Text
········

St. Joseph's Boys' Higher Secondary School is a residential school in Coonoor in The Nilgiris District of Tamil Nadu.

St. Joseph’s Boys’ Hr. Sec. School is commonly known as St. Joseph's College. It is a residential-cum-day School. It was established in 1888 by the Brothers of St. Patrick (Patrician Brothers). The Principal and the senior staff were all Irishmen till the late sixties. The school is still being run by the Patrician Brothers.

The school stands amidst beautiful surroundings on the crest of a hill 1800 metres above sea level, just a few minutes walk from both Coonoor and Wellington railway stations. The mean annual temperature is 18.3 degree Celsius.

The school has a strong focus on football, athletics, music and places equal importance on academics. The school is often referred to as the "Sporting Giant of The Nilgiris", having won the Nilgiris District Inter-School Athletics Championship consecutively for the past 23 years and the Nilgiris District Inter-School Football Championship for more number of times than any other school. The school won the Tamil Nadu state-level inter-school football tournament in 2007 and almost every year reaches at least the semi-finals of this tournament. The school has produced few state-level athletes and footballers. The students are known as "The Josephites".

········

Records
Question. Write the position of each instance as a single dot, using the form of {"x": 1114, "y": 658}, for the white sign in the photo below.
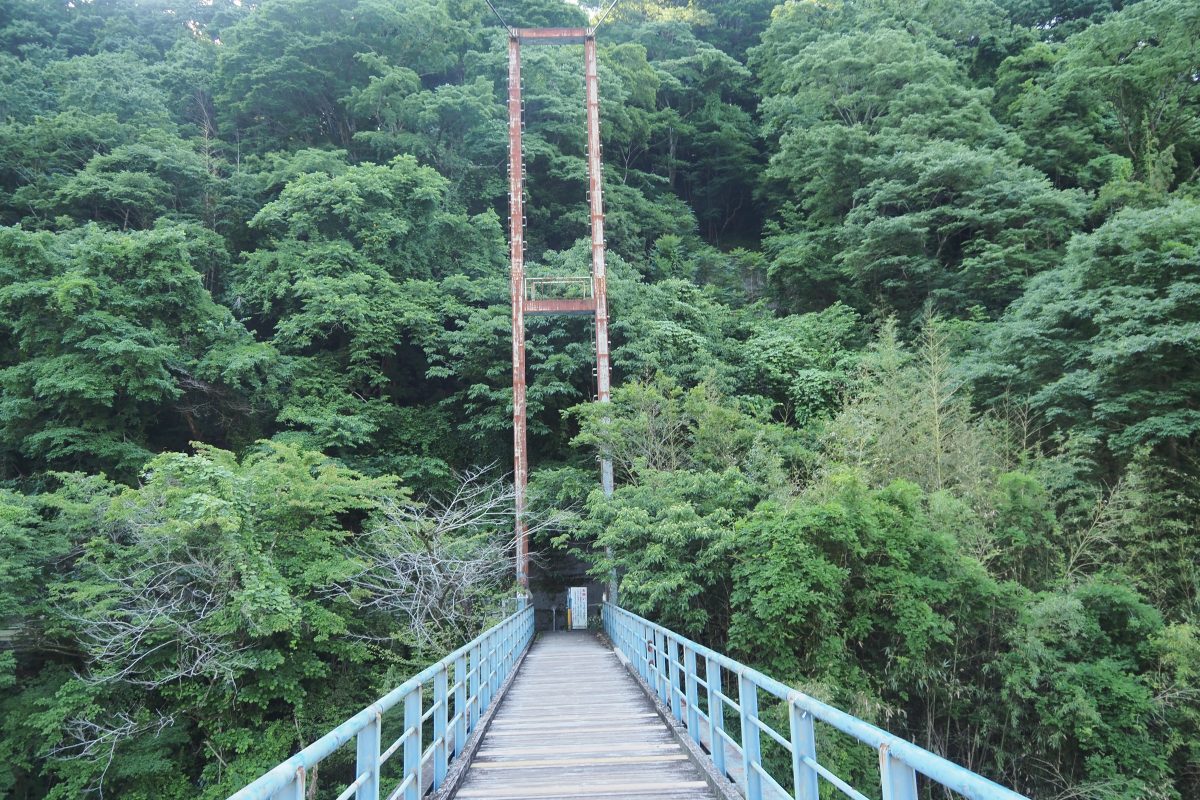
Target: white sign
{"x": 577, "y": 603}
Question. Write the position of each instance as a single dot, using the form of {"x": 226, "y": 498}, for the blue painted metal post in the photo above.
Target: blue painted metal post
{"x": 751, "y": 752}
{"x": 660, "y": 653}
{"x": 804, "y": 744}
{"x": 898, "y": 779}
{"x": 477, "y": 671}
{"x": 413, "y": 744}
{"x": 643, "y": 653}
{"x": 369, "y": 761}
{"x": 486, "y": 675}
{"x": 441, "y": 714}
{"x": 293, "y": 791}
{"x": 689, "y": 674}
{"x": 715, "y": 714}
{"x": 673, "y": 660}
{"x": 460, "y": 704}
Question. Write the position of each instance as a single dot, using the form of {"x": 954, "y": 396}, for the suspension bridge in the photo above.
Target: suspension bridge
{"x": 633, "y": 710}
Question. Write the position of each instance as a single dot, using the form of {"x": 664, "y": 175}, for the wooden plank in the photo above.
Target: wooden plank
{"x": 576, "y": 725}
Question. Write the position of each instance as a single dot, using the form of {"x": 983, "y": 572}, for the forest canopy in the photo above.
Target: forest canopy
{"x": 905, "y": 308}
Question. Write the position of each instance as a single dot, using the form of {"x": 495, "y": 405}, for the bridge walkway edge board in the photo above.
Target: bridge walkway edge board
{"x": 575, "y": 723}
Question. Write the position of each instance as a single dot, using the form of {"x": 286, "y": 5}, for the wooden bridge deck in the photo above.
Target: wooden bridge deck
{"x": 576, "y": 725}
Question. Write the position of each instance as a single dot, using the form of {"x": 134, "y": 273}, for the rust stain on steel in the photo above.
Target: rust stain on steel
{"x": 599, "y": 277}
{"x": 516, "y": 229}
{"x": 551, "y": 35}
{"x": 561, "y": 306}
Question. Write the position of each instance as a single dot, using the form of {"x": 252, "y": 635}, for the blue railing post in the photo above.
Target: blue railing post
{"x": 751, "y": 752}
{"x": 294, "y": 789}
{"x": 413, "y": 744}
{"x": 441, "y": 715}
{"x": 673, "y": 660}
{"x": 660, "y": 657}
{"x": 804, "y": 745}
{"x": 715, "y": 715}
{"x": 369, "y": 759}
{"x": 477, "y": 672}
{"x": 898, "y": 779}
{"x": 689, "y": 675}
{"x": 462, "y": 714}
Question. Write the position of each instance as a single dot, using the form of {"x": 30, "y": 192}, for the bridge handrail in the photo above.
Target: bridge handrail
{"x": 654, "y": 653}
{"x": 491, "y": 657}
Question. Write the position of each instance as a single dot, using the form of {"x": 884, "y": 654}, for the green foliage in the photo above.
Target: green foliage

········

Jobs
1. Collect every line of the rows that contains the word "handrail". Matching is case-sensitive.
2. Carry on the text about St. Joseph's Boys' Higher Secondary School from where it stops.

The responses
1.
Question. Write the position of each instance as a single dot, using the form of {"x": 30, "y": 192}, for the bridge handrail in the photo above.
Target: bridge handrail

2.
History

In 1888, the Catholic Bishop of Coimbatore, the Rt. Rev. Dr. Bardou, considered it opportune to start a school within the premises of their 'House' in the Nilgiris. At the outset, before the establishment of our present school, bungalows owned by the Catholic Mission in Wellington were utilized for the education of Catholic children. The Priests of the Society of the Paris Missions conducted the infant institution, which in the early years, had an enrolment of about forty students. With the increasing number of pupils, it was found necessary to shift the School to where sufficient accommodation could perhaps be obtained. Dr. Bardou, with considerable enterprise, obtained an extensive property in Coonoor and the work of the building was started in 1888. The main block was completed two years later and the pupils attending the School in Wellington were transferred to the new building in Coonoor - still under the Priests of the Paris Foreign Mission.

In 1892, the Management of the School was entrusted to the Patrician Brothers who had landed and established themselves in Madras in the year 1875. Under the stewardship of Rev. Bro. Malachy Carew as the first Principal, St. Joseph's set off on the road to success and advancement. Through the interest and patronage of Sir Arthur Lawley, the then Governor of Madras, and the Hon'ble Murray Hammick - 1st Member of Council - the famed 'L' Block was commissioned in 1911. With Rev. Bro. L.T. Fordd at the helm, the Telegraph Training Classes were launched in 1919 to give this Institution the name she is more famous by - St. Joseph's College - until recently. The telegraph classes, due to Government policy, were discontinued in 1929 and the College catered to the all round development of her students who appeared for the Cambridge School Leaving Certificate or the Anglo-Indian High School Examination which was maintained until 1978, when the pattern of education changed to the present Higher Secondary Examination of the Tamil Nadu State Board, the Anglo-Indian High School Examination maintaining the status quo.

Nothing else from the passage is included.